* [DATA FOR THE TASK]:
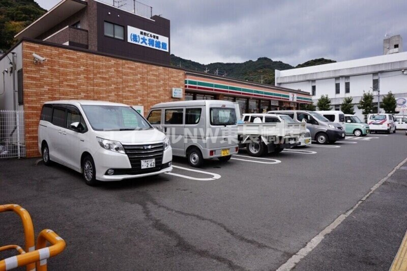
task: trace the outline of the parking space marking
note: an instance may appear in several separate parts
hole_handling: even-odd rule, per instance
[[[249,160],[247,159],[242,159],[241,158],[235,158],[235,156],[239,156],[241,157],[246,157],[247,158],[250,158],[251,159],[259,159],[262,160],[269,160],[272,161],[274,162],[263,162],[261,161],[254,161],[254,160]],[[258,163],[260,164],[279,164],[281,163],[281,161],[280,160],[278,160],[277,159],[272,159],[271,158],[263,158],[262,157],[253,157],[252,156],[248,156],[247,155],[234,155],[232,156],[232,158],[230,158],[231,159],[234,159],[235,160],[239,160],[239,161],[244,161],[246,162],[252,162],[253,163]]]
[[[304,150],[302,149],[287,149],[286,150],[282,151],[281,153],[292,153],[293,154],[301,154],[306,155],[314,155],[316,154],[316,152],[313,152],[312,150]]]
[[[315,145],[315,144],[312,144],[310,146],[307,146],[307,147],[309,148],[310,147],[322,147],[324,148],[340,148],[340,146],[336,146],[335,145]]]
[[[180,177],[181,178],[184,178],[186,179],[193,179],[195,180],[213,180],[215,179],[217,179],[220,178],[221,176],[220,175],[216,173],[214,173],[212,172],[208,172],[208,171],[203,171],[202,170],[198,170],[197,169],[192,169],[192,168],[188,168],[187,167],[180,167],[179,166],[175,166],[172,165],[172,167],[176,168],[179,168],[181,169],[183,169],[184,170],[188,170],[188,171],[193,171],[195,172],[198,172],[202,174],[206,174],[208,175],[212,175],[212,178],[195,178],[195,177],[192,177],[191,176],[187,176],[186,175],[183,175],[182,174],[178,174],[178,173],[175,173],[173,172],[166,172],[165,174],[167,174],[168,175],[172,175],[173,176],[177,176],[177,177]]]

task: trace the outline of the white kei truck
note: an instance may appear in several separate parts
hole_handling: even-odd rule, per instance
[[[257,157],[278,153],[301,145],[301,137],[308,132],[306,125],[286,115],[243,114],[238,124],[239,147],[246,147],[249,155]]]

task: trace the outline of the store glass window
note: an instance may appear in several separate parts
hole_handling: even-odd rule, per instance
[[[249,113],[258,113],[260,100],[251,99],[249,100]]]
[[[245,114],[247,113],[246,111],[246,106],[247,105],[247,99],[245,98],[237,98],[236,102],[239,104],[239,107],[240,109],[240,113]]]
[[[207,94],[197,94],[196,100],[215,100],[214,95],[209,95]]]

* [EXERCISE GOAL]: Reproduce the part of the items that opens with the line containing "task: trace the outline of the white" and runs through the end of the items, moving every polygon outline coordinate up by 127 and keeping all other lines unchanged. Give only that part.

* [WORKED SOLUTION]:
task: trace the outline of the white kei truck
note: an instance may appear in several separate parts
hole_handling: even-odd rule, per instance
[[[384,284],[405,280],[428,272],[428,264],[435,259],[433,252],[413,242],[370,241],[365,251],[366,274],[373,274],[376,282]]]

task: trace the outline of the store glass window
note: an instance may appear in several separate parts
hole_handling: even-odd rule, per instance
[[[376,240],[385,240],[387,227],[378,226],[376,227]]]
[[[372,241],[374,240],[373,238],[373,233],[374,232],[374,226],[372,225],[364,225],[363,229],[366,231],[366,234],[367,236],[367,240]]]
[[[334,221],[324,221],[323,227],[342,227],[341,222],[336,222]]]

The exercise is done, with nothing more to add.